### Task brief
Please rewrite each of the items below, changing "query" to "label" and leaving everything else as it is. Omit the pictures from your answer.

### Available records
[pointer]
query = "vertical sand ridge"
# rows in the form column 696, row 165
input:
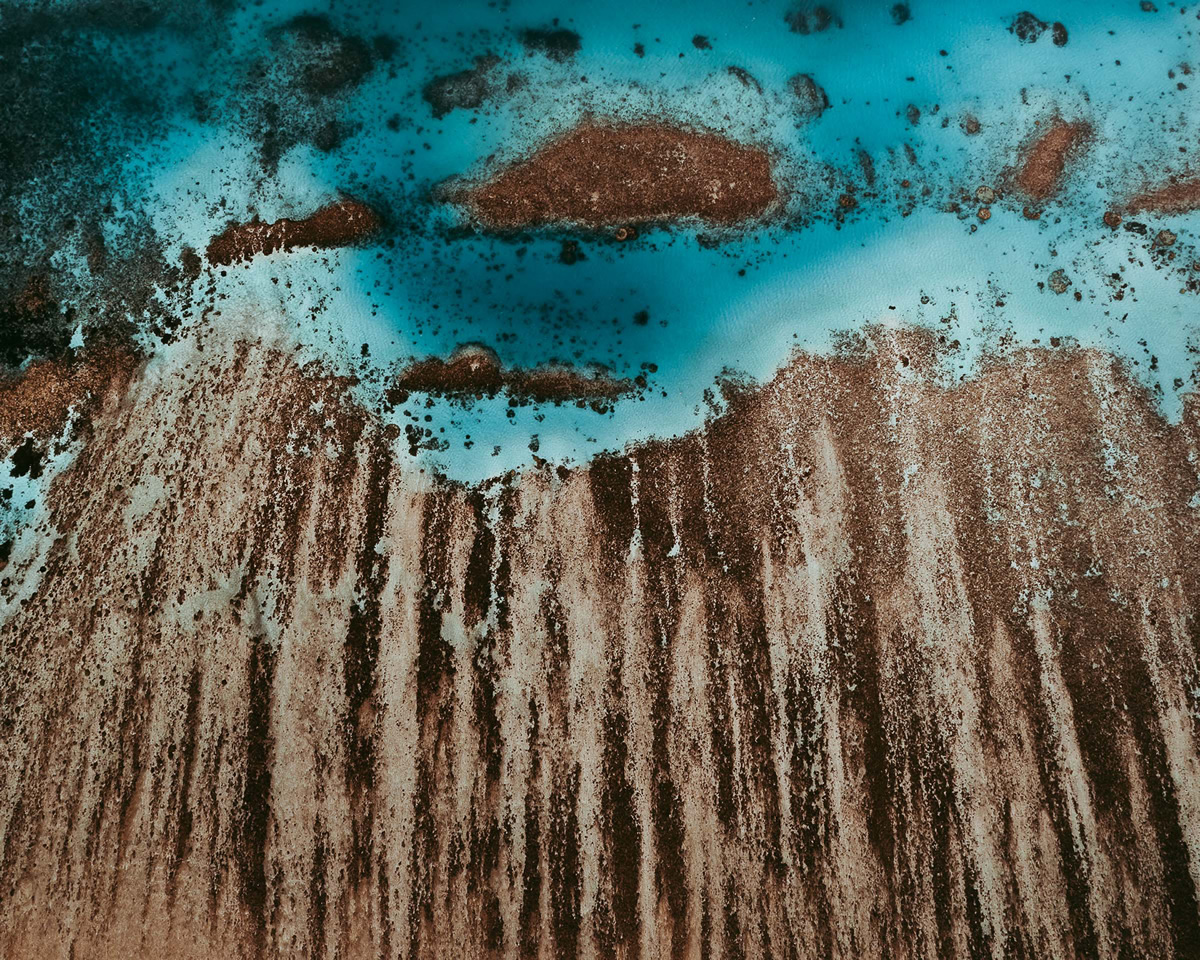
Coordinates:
column 870, row 666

### Result for this exercise
[pointer]
label = "vertical sand ridge"
# rows in the form column 696, row 165
input:
Coordinates:
column 870, row 666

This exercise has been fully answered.